* BEGIN The data *

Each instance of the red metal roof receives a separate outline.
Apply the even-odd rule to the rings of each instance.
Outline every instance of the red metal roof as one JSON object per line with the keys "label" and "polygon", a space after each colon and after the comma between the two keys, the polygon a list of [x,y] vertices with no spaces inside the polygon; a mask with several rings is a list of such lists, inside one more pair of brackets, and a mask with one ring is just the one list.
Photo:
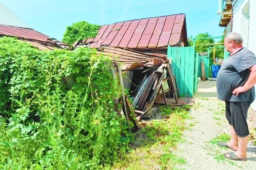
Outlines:
{"label": "red metal roof", "polygon": [[[90,43],[91,48],[165,48],[179,42],[185,18],[185,14],[179,14],[104,25],[94,38],[79,42]],[[74,45],[79,44],[77,42]]]}
{"label": "red metal roof", "polygon": [[[0,24],[0,35],[18,37],[22,39],[57,44],[50,38],[36,30],[28,28],[16,27]],[[58,44],[63,46],[69,46],[62,42],[57,41]]]}
{"label": "red metal roof", "polygon": [[122,63],[122,70],[130,68],[132,66],[152,67],[159,65],[168,60],[167,56],[158,54],[145,54],[118,47],[104,47],[97,48],[98,55],[111,58],[115,57],[118,62]]}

* END The data *

» Stated exercise
Show every line of the items above that contains the string "metal". Case counts.

» Task answer
Each instance of the red metal roof receives a separate outline.
Outline every instance of the red metal roof as one JSON object per line with the keys "label" and "polygon", a space after each colon and after the comma between the two keys, the polygon a list of [x,y] vertices with no spaces inside the polygon; a mask with several rings is a list of such lists, inside one more pair of brackets, and a mask with one ring is just the one list.
{"label": "red metal roof", "polygon": [[[90,43],[91,48],[165,48],[179,42],[185,18],[185,14],[179,14],[104,25],[94,38],[79,42]],[[74,45],[79,44],[77,42]]]}
{"label": "red metal roof", "polygon": [[[0,24],[0,35],[18,37],[22,39],[57,44],[50,38],[36,30],[28,28],[16,27]],[[58,44],[63,46],[69,46],[62,42],[57,41]]]}
{"label": "red metal roof", "polygon": [[122,63],[122,70],[130,68],[132,66],[152,67],[159,65],[168,60],[167,56],[158,54],[145,54],[118,47],[104,47],[97,48],[98,55],[111,58],[115,57],[118,62]]}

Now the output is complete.